§ **Seçilmiş Bölüm**
● ● ● ● ●

Cehennemin Varlığını Unutmamalı

 

Ahiretin varlığını kabul ettiğini söyleyen birçok insan,  cehennemin varlığını göz ardı eder ve kimi zaman fıkralarda ve esprilerde söz eder. Yaşamını Allah’ın emirlerine göre düzenlememiş olmayan bu kişiler, Kuran’da detaylı haber verilen cehennemde yaşanacak olan azabı da bu nedenlerle düşünmezler. Çünkü cehennemi düşünmek ve ondan söz edilmesi vicdanlarını rahatsız eder. Bulundukları ortamda söz edilecek olursa da, konuyu hemen değiştirirler.

Ancak bu insanlar söz etse de, etmese de, hatırlamasa da, cehennem gerçektir, üstelik yaşadığımız dünya kadar gerçektir.  Ve cehennem Rabbimizin sonsuz adaleti gereği vardır. Yaratıcısı olan Allah’a değil de şeytana kulluk ederek yaşamını tüketen kimseler, O’nun sonsuz adaleti gereği cehenneme, Rabbimizin sınırlarını koruyan takva sahipleri de cennete yerleştirilecektir. Elbette ki bu kişilerin dünyadaki hayatları bir olmadığı gibi, ölümleri ve ahiretteki hayatları da bir olmayacaktır:

Yoksa kötülüklere batıp-yara alanlar, kendilerini iman edip salih amellerde bulunanlar gibi kılacağımızı mı sandılar? Hayatları ve ölümleri bir mi (olacak)? Ne kötü hüküm veriyorlar.
(Casiye Suresi, 21)

 

Rabbimiz sonsuz merhamet sahibidir; Rahman, Rahim, Gaffar (bağışlaması çok olan), Erhamurrahimin (merhamet edenlerin en merhametlisi) sıfatları hep Allah’ın bağışlayıcılığını düşündürür. Ancak Rabbimiz’in Saik (cehenneme süren)  sıfatı inkârcıların azap yurdu olan cehennem için tecelli edecektir.

‘Yüreklerin üstüne tırmanıp çıkan tutuşturulmuş ateş’, asla bitmeyecek, sonsuza dek sürecek bir azaptır. Kur’an’da oldukça detaylı cehennem tasvirleri yapılmıştır. İnsanın hayal gücünün de ötesinde, en dar, en karanlık, en pis, en dehşet verici azaplarla ve en iğrenç yiyecek, içeceklerle dolu hücrelere kadar işleyen kavurucu sıcaklıkta bir mekândır orası.

● ● ● ● ●

§ **Yapılacak İşler**
(a) Seçilmiş bölümün "Yoksa kötülüklere batıp-yara" sözcüklerinden başlayıp "bir mekândır orası." sözcükleri de dahil olmak üzere olan kısmını yeniden yaz ve bu kısımda "tutuşturulmuş ateş" ifadesini "yakıcı ateş" ile değiştir.
(b) Seçilmiş bölüme göre aşağıdaki soruları yanıtla.
(i) Bölümde alıntılanan ayet hangi sureden ve kaçıncı ayettir?
(ii) "Gaffar" sıfatının anlamı ne olarak verilmiştir?
(iii) Rabbimizin sınırlarını koruyan takva sahipleri nereye yerleştirilecektir?

§ **Sağlanan Veriler**

● ● ● ● ●

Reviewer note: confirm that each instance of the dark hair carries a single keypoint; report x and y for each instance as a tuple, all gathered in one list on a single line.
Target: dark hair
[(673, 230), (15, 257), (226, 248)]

● ● ● ● ●

§ **Görevlere Göre Yanıtlar**
(a)
Yoksa kötülüklere batıp-yara alanlar, kendilerini iman edip salih amellerde bulunanlar gibi kılacağımızı mı sandılar? Hayatları ve ölümleri bir mi (olacak)? Ne kötü hüküm veriyorlar.
(Casiye Suresi, 21)

 

Rabbimiz sonsuz merhamet sahibidir; Rahman, Rahim, Gaffar (bağışlaması çok olan), Erhamurrahimin (merhamet edenlerin en merhametlisi) sıfatları hep Allah’ın bağışlayıcılığını düşündürür. Ancak Rabbimiz’in Saik (cehenneme süren)  sıfatı inkârcıların azap yurdu olan cehennem için tecelli edecektir.

‘Yüreklerin üstüne tırmanıp çıkan yakıcı ateş’, asla bitmeyecek, sonsuza dek sürecek bir azaptır. Kur’an’da oldukça detaylı cehennem tasvirleri yapılmıştır. İnsanın hayal gücünün de ötesinde, en dar, en karanlık, en pis, en dehşet verici azaplarla ve en iğrenç yiyecek, içeceklerle dolu hücrelere kadar işleyen kavurucu sıcaklıkta bir mekândır orası.

(b)
(i) Casiye Suresi, 21. ayet
(ii) Bağışlaması çok olan
(iii) Cennete